REQUIRED ACTIONS:
1. In the article about the Nicaragua aid convoy, how many tons of supplies was the group taking overland to Managua?
2. Carry on the article about the Nicaragua aid convoy from where it stops.

TEXT SECTION:
Segment Open
The convoy that couldn't

A CONVOY carrying humanitarian aid to victims of the war in Nicaragua might have rated only a day or two in the sunshine of media attention if the United States government had not stopped it at the Mexican border on dubious legal grounds. The fitful process of no-yes-no from the US Customs Service for the more than 100 Vietnam veterans and peace activists taking 30 tons of food, clothing, and medicine overland to Managua has propelled the event into a continuing news story and given the group strong grounds for a lawsuit.

The administration's prime concern has been the 38 small trucks and school buses carrying the supplies; the Americans intended to donate them to Nicaraguan social service agencies, not drive them home.

A new administration ruling, drawn up when plans for the convoy became known, specifically limits the humanitarian aid exemption in the 1985 export embargo against Nicaragua to food, clothing, and medicine. The Customs Service thus challenged the convoy, impounding four of its vehicles, on grounds it included illegal exports.

The convoy lawsuit argues that Congress intended no such narrow definition of humanitarian aid in the embargo legislation and that Customs wrongly impounded their vehicles.

This week the group returned to Washington to build support for its suit and a new try at a return trip.
Segment Closed
EXCERPTED DATA:
Segment Open
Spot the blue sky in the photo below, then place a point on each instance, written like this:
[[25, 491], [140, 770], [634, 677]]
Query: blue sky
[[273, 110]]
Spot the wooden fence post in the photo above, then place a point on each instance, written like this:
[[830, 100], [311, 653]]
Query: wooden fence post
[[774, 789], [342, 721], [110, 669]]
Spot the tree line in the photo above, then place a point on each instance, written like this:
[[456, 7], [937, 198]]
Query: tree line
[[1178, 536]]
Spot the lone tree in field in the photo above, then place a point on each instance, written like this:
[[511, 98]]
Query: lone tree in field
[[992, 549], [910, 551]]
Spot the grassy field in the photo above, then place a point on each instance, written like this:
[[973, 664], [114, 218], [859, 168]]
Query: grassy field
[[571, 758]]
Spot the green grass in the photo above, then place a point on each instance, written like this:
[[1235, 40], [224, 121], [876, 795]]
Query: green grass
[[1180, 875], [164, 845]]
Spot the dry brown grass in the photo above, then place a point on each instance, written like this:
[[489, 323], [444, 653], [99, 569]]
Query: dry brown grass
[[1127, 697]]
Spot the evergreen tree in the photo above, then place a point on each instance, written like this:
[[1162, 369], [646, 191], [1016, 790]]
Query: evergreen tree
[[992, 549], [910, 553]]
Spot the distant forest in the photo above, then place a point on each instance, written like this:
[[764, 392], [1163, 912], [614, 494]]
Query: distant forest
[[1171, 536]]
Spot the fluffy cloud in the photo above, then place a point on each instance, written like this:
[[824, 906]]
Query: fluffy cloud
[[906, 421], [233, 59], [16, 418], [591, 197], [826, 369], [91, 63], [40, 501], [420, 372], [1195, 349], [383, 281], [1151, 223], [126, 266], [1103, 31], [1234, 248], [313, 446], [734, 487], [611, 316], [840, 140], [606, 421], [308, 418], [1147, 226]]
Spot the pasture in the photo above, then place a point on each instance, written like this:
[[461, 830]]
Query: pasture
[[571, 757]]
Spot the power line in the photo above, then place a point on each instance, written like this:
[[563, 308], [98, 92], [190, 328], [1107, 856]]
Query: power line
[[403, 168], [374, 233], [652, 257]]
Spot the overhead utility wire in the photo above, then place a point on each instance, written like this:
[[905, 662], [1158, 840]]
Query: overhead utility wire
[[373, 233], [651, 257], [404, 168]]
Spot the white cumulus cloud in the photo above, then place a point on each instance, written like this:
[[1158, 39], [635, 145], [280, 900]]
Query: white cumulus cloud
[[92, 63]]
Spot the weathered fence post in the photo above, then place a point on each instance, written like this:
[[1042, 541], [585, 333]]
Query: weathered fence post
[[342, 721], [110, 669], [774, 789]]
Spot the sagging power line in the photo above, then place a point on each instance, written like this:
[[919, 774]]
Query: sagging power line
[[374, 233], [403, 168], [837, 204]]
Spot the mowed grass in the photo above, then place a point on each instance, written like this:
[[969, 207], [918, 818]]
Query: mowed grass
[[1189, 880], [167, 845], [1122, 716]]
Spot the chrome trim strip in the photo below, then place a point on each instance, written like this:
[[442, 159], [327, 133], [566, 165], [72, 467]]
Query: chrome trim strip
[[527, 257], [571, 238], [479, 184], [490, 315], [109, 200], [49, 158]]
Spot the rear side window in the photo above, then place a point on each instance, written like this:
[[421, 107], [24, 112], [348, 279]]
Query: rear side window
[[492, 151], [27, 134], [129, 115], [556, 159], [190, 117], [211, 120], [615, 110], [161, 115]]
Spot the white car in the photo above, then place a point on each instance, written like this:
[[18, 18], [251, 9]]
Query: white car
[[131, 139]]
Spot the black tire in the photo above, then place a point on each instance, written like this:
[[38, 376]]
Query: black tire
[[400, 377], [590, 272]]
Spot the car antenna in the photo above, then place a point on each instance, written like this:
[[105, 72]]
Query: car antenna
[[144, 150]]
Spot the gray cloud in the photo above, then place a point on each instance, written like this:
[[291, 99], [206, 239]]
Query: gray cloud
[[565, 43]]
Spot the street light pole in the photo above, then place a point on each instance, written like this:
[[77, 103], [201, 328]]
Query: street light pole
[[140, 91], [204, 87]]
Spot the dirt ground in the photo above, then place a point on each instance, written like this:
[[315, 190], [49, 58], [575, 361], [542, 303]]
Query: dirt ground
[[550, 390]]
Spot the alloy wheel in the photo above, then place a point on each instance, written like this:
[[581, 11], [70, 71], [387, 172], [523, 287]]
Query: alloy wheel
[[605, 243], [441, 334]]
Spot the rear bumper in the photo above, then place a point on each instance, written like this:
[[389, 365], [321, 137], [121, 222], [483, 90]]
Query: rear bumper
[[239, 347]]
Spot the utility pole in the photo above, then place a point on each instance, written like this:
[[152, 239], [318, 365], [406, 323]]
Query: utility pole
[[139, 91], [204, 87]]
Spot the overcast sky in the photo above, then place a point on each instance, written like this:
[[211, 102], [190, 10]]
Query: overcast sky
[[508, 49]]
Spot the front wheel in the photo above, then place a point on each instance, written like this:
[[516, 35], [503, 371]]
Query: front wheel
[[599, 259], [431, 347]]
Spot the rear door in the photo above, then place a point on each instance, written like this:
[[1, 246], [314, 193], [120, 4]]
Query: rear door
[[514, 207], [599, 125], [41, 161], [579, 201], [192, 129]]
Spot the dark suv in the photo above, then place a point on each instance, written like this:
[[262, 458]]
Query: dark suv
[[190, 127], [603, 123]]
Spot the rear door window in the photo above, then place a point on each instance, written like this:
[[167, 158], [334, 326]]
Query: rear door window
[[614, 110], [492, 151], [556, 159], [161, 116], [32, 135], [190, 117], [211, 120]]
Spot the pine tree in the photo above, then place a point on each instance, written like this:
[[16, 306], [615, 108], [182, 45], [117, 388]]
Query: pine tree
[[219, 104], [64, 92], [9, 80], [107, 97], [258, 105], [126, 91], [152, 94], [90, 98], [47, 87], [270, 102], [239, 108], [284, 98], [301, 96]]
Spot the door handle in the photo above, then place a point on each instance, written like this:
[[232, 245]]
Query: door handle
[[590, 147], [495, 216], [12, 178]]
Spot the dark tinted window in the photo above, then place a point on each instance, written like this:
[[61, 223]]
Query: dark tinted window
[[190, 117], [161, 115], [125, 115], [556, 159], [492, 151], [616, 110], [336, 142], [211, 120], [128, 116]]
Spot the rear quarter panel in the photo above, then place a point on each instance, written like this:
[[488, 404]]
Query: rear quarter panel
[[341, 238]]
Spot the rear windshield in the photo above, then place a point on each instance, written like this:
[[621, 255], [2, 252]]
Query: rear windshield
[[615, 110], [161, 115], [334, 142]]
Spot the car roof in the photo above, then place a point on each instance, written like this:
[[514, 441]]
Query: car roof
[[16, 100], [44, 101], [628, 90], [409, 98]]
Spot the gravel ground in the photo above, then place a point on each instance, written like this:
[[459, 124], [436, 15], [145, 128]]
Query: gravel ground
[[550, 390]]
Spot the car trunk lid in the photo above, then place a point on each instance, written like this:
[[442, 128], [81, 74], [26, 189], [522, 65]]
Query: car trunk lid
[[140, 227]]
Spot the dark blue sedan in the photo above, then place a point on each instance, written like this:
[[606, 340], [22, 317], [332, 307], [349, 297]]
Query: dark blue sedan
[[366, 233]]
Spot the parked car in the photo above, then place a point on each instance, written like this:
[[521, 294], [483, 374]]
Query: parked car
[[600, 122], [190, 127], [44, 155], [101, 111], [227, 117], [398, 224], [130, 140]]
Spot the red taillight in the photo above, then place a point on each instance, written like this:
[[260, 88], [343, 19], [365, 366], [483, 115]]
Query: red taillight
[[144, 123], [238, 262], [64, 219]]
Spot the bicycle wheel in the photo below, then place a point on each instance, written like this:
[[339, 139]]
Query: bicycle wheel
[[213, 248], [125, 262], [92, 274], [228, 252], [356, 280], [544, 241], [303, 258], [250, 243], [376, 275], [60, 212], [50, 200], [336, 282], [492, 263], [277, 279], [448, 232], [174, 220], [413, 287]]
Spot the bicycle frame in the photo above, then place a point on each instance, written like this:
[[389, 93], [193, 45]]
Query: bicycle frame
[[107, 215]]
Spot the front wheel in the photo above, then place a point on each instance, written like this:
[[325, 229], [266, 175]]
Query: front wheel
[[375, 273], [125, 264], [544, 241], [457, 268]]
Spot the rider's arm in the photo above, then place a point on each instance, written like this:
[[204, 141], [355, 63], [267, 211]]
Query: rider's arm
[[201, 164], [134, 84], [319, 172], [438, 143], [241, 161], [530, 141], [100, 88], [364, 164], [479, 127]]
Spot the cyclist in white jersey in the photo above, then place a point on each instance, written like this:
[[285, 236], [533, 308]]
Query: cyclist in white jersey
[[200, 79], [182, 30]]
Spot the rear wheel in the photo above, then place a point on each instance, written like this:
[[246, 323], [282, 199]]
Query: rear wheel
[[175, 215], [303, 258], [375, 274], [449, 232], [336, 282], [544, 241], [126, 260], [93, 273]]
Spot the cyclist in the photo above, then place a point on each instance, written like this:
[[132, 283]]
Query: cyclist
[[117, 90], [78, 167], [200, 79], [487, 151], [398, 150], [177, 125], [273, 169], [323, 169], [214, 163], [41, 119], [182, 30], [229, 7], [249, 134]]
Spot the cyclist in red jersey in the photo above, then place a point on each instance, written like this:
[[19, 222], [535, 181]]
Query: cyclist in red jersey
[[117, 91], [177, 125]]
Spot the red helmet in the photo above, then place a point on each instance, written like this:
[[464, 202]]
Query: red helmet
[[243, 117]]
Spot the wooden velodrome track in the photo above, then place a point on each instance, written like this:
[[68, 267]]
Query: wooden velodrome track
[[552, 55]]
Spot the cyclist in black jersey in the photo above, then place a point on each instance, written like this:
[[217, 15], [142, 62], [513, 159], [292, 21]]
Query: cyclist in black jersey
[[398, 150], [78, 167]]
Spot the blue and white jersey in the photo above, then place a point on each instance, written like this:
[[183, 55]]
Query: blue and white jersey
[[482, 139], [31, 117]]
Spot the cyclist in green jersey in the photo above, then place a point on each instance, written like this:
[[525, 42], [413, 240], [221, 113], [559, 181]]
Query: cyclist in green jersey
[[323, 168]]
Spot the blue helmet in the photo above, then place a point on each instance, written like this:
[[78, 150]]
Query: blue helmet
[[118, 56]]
Segment Closed
RESPONSE LIST:
1. 30 tons of food, clothing, and medicine.

2.
A few recollections are in order here. Earlier this year the administration itself tried to prod Congress into accepting a broad definition of humanitarian aid for the contras, one that included money to lease aircraft and buy communications gear for field troops. Also, during the Iran-contra affair the administration proved its skill in getting around a congressional ban on military aid to the contras by actively encouraging private aid of all kinds, including helicopters.

If Managua has been getting the vast amounts of aid from Moscow which the administration and its congressional allies contend, a rickety truck convoy would add little to the strength of its military arsenal. Instead of giving the veterans and peace activists a new cause c'el`ebre, the administration might have gained a broader following for its own views by seizing the moment rather than the vehicles for a gesture of goodwill.

Here was an opportunity to show that the US is committed, not just to ending the war, but to helping ease the suffering and to reviving the Nicaraguan economy. Winning wars for hearts and minds is not just a matter of wielding sticks but of offering an occasional carrot.